Excerpts of pointing data:
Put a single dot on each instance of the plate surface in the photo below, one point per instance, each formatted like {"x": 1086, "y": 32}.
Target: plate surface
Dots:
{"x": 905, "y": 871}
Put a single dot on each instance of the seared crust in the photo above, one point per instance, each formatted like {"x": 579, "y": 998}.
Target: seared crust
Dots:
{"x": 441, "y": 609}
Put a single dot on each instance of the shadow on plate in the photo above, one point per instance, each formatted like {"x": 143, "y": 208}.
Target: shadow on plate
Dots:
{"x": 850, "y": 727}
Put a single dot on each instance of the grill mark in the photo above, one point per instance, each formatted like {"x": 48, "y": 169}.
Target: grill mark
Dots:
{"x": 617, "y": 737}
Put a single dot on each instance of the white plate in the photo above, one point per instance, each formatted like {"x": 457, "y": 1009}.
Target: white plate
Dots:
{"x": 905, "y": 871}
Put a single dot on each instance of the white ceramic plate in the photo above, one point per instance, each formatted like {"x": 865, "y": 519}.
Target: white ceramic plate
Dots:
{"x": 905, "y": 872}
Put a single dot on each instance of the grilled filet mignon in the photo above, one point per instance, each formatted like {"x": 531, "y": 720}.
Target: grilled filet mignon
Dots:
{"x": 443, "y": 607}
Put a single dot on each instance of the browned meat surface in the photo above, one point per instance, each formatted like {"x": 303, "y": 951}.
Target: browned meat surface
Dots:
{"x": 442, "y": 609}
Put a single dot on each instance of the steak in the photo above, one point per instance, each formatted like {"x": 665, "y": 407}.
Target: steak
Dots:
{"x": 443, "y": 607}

### What is required
Repeat exactly, and only, the lines of the records above, starting with the line that contains "Put a single dot on each instance of the grilled" and ending with the final line, both included.

### Final answer
Put a single dot on each instance of the grilled filet mignon in the photo above, one point per instance, each formatted like {"x": 531, "y": 720}.
Target: grilled filet mignon
Dots:
{"x": 443, "y": 607}
Put a single dot on each instance of the browned meat surface in the photo above, one point per instance, each formatted like {"x": 303, "y": 951}.
Target: browned meat surface
Dots:
{"x": 442, "y": 609}
Put a single dot on each instance of the steak in the photo above, one point per instance, each formatted like {"x": 665, "y": 407}.
Target: steak
Dots:
{"x": 443, "y": 607}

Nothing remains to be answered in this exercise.